#### TEXT BLOCK:
Start

However it takes a lot longer to get them.


----------



## RangeRat (Jan 30, 2019)

Dan, I’ve been looking at the same style of chuck from LMS for quite some time now, but haven’t purchased one yet. I have the Grizzly 7x14 and everything I’ve read and researched so far shows that to be the best choice collet chuck for our lathes. ER32 also seems to be the best size range for pen work. Seems like many people are satisfied with chucks and collets from EBay, Aliexpress, Banggood, etc. Personally, I’ll eventually get the LMS version just because I feel like there is some peace of mind concerning returns/replacements, but honestly, a lot of that is due to having never dealt with those other companies.


----------



## leehljp (Jan 30, 2019)

I ordered a set of ER 32 (mm set) off of eBay about 9 or 10 years ago and they are as good today as they were then. I bought the Beale chuck though.


----------



## More4dan (Jan 30, 2019)

End

Location labeling records:
Start

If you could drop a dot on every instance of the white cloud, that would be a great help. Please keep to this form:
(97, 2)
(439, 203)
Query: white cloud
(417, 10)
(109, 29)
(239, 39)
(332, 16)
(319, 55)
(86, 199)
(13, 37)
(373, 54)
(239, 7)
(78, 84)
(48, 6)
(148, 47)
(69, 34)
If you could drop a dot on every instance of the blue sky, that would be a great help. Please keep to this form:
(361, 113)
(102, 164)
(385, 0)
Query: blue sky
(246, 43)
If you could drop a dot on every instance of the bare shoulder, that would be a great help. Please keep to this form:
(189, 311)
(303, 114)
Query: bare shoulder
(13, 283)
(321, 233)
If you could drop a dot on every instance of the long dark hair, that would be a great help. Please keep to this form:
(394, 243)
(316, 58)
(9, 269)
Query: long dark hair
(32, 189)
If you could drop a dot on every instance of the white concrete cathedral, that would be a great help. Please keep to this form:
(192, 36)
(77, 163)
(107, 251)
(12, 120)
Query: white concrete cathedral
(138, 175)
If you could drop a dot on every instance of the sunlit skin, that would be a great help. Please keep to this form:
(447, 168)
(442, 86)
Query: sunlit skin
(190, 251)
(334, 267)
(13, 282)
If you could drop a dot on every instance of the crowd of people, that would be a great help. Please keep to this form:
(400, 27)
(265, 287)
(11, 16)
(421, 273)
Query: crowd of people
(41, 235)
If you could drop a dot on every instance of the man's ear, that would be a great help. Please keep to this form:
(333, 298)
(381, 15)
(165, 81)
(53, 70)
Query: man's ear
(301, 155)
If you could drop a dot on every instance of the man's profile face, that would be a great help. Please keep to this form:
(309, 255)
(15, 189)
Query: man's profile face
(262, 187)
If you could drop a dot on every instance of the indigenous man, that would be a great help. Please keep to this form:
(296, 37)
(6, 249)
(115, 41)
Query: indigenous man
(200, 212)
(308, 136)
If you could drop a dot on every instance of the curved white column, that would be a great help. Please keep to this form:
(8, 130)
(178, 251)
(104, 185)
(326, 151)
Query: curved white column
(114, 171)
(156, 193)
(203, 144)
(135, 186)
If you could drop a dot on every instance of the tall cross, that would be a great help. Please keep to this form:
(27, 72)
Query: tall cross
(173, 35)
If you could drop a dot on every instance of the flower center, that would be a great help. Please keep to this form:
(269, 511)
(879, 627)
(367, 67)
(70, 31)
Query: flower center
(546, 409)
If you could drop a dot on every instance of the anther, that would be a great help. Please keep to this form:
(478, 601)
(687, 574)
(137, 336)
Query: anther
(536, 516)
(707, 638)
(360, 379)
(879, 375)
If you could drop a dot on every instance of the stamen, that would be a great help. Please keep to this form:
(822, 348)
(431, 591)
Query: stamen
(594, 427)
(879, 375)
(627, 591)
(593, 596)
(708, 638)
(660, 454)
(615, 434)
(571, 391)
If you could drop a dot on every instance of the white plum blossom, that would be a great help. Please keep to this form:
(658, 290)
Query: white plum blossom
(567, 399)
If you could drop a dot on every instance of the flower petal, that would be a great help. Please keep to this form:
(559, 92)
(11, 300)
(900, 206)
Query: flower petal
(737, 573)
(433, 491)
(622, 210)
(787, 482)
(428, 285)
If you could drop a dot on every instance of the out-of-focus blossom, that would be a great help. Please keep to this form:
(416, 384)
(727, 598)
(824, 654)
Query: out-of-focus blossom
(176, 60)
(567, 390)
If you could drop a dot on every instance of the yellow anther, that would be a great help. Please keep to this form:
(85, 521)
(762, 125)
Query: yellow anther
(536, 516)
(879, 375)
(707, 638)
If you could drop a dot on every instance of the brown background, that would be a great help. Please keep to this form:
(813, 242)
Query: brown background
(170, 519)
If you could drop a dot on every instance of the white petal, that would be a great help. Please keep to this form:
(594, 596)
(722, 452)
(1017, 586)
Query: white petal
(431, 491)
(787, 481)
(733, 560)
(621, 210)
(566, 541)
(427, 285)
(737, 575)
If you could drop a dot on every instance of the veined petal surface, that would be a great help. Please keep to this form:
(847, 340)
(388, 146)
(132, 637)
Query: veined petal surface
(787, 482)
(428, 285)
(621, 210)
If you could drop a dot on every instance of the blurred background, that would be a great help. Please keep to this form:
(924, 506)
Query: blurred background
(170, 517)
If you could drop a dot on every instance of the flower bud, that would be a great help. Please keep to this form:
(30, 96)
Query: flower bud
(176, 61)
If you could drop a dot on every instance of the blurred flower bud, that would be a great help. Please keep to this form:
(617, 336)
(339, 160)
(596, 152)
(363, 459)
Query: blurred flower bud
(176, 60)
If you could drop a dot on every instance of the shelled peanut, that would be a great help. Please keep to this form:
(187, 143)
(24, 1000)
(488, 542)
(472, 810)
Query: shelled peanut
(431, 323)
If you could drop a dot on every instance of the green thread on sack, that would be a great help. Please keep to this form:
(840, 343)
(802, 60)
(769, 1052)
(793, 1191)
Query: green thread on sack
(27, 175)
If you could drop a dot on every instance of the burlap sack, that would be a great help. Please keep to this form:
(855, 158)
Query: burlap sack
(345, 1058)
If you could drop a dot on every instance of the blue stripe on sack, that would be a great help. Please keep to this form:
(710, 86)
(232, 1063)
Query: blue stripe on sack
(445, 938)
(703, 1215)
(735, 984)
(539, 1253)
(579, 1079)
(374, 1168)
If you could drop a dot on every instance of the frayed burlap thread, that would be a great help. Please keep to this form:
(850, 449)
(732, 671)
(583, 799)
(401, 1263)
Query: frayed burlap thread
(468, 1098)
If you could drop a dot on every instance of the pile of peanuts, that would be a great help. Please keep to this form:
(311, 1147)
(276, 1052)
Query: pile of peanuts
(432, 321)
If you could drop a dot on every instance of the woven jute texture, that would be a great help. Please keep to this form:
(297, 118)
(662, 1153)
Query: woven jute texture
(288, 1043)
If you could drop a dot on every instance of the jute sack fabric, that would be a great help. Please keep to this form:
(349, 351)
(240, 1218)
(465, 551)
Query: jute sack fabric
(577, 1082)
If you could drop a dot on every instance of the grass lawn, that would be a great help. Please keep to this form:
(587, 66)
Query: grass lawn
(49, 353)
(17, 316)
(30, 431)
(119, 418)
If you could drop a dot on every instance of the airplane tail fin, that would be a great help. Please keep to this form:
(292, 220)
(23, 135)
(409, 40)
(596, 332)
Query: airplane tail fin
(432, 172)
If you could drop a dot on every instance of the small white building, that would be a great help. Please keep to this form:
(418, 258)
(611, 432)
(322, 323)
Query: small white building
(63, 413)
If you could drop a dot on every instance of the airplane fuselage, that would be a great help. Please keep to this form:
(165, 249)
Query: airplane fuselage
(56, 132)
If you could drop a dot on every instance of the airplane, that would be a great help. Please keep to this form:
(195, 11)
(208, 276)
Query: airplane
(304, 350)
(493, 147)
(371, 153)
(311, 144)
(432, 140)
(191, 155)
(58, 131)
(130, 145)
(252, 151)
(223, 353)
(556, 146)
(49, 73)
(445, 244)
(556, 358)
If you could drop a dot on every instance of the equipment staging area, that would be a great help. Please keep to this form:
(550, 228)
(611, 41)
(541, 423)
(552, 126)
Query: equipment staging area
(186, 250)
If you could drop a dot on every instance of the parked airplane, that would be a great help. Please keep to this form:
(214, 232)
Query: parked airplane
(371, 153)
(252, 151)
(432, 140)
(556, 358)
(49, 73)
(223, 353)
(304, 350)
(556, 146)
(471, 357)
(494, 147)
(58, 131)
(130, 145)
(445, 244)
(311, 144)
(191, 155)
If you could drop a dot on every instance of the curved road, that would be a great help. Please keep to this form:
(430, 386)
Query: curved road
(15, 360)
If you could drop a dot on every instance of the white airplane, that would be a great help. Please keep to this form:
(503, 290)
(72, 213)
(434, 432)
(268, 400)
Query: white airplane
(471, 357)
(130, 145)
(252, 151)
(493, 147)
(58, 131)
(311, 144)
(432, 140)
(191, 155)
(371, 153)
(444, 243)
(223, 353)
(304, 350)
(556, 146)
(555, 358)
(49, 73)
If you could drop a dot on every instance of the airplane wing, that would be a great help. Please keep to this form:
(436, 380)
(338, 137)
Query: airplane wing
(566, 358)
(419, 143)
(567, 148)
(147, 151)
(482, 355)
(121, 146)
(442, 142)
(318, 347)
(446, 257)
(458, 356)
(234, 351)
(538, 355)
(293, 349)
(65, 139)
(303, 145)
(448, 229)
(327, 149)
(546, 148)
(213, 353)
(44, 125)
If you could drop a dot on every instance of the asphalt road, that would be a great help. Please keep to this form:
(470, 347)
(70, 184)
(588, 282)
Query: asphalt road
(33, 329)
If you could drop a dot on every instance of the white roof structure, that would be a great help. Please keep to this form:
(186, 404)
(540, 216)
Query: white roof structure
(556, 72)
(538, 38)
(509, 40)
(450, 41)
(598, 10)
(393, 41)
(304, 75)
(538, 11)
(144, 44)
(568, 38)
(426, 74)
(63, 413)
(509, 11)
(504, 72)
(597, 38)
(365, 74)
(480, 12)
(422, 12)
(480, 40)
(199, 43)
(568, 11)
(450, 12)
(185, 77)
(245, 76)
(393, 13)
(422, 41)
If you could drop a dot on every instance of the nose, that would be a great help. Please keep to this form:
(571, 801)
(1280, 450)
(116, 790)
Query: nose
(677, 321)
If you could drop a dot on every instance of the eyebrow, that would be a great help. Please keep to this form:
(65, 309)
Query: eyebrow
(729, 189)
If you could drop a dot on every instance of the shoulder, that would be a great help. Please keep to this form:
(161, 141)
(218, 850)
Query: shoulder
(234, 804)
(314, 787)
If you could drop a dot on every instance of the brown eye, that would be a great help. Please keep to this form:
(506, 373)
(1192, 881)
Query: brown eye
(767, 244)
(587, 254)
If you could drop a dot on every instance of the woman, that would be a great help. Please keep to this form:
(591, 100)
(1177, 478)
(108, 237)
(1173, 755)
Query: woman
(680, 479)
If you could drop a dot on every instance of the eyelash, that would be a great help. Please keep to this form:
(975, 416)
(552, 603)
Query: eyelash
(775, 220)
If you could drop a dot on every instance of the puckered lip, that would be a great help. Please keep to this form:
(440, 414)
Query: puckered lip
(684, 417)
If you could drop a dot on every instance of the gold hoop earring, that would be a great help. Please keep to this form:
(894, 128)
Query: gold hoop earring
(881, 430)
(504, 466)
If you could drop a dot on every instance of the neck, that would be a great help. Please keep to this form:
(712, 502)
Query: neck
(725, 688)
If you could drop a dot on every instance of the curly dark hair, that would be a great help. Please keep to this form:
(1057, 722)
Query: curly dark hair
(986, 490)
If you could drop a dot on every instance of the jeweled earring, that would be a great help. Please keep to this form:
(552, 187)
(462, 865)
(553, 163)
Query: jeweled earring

End

#### ACTIONS TO TAKE:
1. Collect every line of the records that contains the string “curly”. Case counts.
2. Continue the forum thread on ER32 collet chucks for small lathes from the point where it stops.

#### RESULTS FOR EACH TASK:
1.
If you could drop a dot on every instance of the curly dark hair, that would be a great help. Please keep to this form:
Query: curly dark hair

2.
RangeRat said:


> Dan, I’ve been looking at the same style of chuck from LMS for quite some time now, but haven’t purchased one yet. I have the Grizzly 7x14 and everything I’ve read and researched so far shows that to be the best choice collet chuck for our lathes. ER32 also seems to be the best size range for pen work. Seems like many people are satisfied with chucks and collets from EBay, Aliexpress, Banggood, etc. Personally, I’ll eventually get the LMS version just because I feel like there is some peace of mind concerning returns/replacements, but honestly, a lot of that is due to having never dealt with those other companies.





The chuck on Amazon uses the same photos as the one from Baggood for about $20 more. I’m sure the LMS one is built in China and is likely the same but for $130 vs $50. I might just take the risk on this one. 


Sent from my iPad using Penturners.org mobile app


----------



## More4dan (Jan 30, 2019)

BeeAMaker said:


> This is the set I purchased, chuck only. Screws right onto the 1x8tpi head stock
> The Beall Tool Company
> 
> and got the collets from Aliexpress,
> ...





Have you purchased from Banggood?  Experience?  They are a LOT cheaper than what I’ve been finding.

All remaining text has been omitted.